Stored entries
○ ○ ○
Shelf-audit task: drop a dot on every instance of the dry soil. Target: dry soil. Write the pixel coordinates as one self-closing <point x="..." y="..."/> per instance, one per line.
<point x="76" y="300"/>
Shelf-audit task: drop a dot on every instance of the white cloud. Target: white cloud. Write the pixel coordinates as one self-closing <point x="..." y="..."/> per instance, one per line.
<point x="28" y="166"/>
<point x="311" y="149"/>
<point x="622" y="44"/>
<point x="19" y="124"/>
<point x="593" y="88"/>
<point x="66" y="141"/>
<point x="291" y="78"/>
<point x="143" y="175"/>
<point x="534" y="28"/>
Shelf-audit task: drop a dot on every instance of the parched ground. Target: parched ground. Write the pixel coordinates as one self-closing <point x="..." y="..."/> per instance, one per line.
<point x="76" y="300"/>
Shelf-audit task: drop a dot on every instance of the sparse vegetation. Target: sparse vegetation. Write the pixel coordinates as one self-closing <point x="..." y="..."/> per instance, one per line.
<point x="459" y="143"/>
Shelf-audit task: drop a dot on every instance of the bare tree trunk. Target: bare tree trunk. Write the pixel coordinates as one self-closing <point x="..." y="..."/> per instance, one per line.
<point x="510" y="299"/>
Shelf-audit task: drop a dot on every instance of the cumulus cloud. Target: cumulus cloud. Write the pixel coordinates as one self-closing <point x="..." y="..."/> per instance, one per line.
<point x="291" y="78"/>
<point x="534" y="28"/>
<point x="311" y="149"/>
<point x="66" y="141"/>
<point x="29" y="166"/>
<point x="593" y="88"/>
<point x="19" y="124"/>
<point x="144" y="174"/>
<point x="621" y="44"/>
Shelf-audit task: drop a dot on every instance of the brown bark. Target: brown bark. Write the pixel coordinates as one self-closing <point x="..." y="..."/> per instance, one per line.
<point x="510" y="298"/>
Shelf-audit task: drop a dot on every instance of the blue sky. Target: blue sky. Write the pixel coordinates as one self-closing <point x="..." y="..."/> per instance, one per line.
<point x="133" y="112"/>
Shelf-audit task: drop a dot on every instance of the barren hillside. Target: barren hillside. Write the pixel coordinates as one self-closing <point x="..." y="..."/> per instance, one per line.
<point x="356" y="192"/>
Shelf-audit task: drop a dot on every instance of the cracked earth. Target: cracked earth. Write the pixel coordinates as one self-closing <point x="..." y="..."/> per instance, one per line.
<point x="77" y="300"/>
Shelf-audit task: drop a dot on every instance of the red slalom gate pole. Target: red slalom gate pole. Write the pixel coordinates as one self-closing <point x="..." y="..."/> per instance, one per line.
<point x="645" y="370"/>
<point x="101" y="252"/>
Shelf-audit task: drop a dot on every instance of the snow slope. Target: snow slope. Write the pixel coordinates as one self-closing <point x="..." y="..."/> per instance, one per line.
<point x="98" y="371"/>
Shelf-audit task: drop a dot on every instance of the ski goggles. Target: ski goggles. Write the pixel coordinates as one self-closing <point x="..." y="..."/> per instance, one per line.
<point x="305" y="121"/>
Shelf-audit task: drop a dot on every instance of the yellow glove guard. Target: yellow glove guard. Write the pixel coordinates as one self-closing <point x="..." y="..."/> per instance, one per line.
○ ○ ○
--- Required action ---
Nothing should be changed: write out all of the data as is.

--- Task answer ---
Shelf-audit task: drop a dot on every instance of the dry soil. Target: dry soil. Write the pixel coordinates as one self-closing <point x="..." y="..."/> per instance, one per line.
<point x="76" y="300"/>
Shelf-audit task: drop a dot on every instance of the white cloud. Target: white cloud. Write the pixel coordinates as one self-closing <point x="..." y="..."/> per instance, one per line.
<point x="28" y="166"/>
<point x="311" y="149"/>
<point x="622" y="44"/>
<point x="19" y="124"/>
<point x="593" y="88"/>
<point x="66" y="141"/>
<point x="291" y="78"/>
<point x="143" y="175"/>
<point x="534" y="28"/>
Shelf-audit task: drop a dot on every instance of the parched ground. Target: parched ground. Write the pixel coordinates as one self-closing <point x="..." y="..."/> per instance, one per line.
<point x="76" y="300"/>
Shelf-audit task: drop a dot on every instance of the sparse vegetation. Target: sparse vegetation. Write the pixel coordinates as one self-closing <point x="..." y="..."/> per instance, one per line.
<point x="459" y="143"/>
Shelf-audit task: drop a dot on every instance of the bare tree trunk. Target: bare tree trunk. Write the pixel coordinates as one self-closing <point x="..." y="..."/> per instance, one per line.
<point x="510" y="299"/>
Shelf-audit task: drop a dot on every instance of the cumulus cloud. Target: cumulus cloud. Write the pixel coordinates as one self-closing <point x="..." y="..."/> per instance, one per line.
<point x="291" y="78"/>
<point x="534" y="28"/>
<point x="311" y="149"/>
<point x="66" y="141"/>
<point x="29" y="166"/>
<point x="593" y="88"/>
<point x="19" y="124"/>
<point x="144" y="174"/>
<point x="621" y="44"/>
Shelf-audit task: drop a dot on every instance of the brown bark. Target: brown bark. Write the pixel coordinates as one self-closing <point x="..." y="..."/> per instance, one per line.
<point x="510" y="298"/>
Shelf-audit task: drop a dot on every instance of the blue sky. Target: blue sky. Write the pixel coordinates as one self-closing <point x="..." y="..."/> per instance, one per line.
<point x="133" y="112"/>
Shelf-audit task: drop a dot on every instance of the barren hillside. Target: barren hillside. Write the pixel coordinates as one self-closing <point x="..." y="..."/> per instance, one per line.
<point x="356" y="192"/>
Shelf-audit task: drop a dot on every instance of the cracked earth. Target: cracked earth. Write the pixel coordinates as one self-closing <point x="..." y="..."/> per instance, one per line.
<point x="77" y="300"/>
Shelf-audit task: drop a dot on every instance of the red slalom gate pole. Target: red slalom gate pole. Write the pixel coordinates as one self-closing <point x="..." y="..."/> per instance, one per line.
<point x="645" y="370"/>
<point x="101" y="252"/>
Shelf-audit task: drop a dot on every instance of the snow slope. Target: snow slope. Write the pixel coordinates as one self-closing <point x="..." y="..."/> per instance, one per line.
<point x="98" y="371"/>
Shelf-audit task: drop a dot on every instance of the ski goggles. Target: ski goggles. Write the pixel coordinates as one self-closing <point x="..." y="..."/> per instance, one per line.
<point x="305" y="121"/>
Shelf-audit task: drop a dot on every instance of the yellow glove guard. Target: yellow glove guard. Write the pixel coordinates as one self-closing <point x="..." y="..."/> per instance, one per line.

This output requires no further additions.